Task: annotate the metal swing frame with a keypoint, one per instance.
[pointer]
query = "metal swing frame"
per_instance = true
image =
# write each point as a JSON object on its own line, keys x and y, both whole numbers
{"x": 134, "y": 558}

========================================

» **OBJETIVO**: ¿Puedes devolver sin ningún cambio todas las líneas de los registros de arriba?

» **RESPUESTA COMPLETA**:
Task: annotate the metal swing frame with a keypoint, one per instance.
[pointer]
query = "metal swing frame"
per_instance = true
image =
# write each point as a JSON object on its own line, keys x and y, both whole numbers
{"x": 134, "y": 558}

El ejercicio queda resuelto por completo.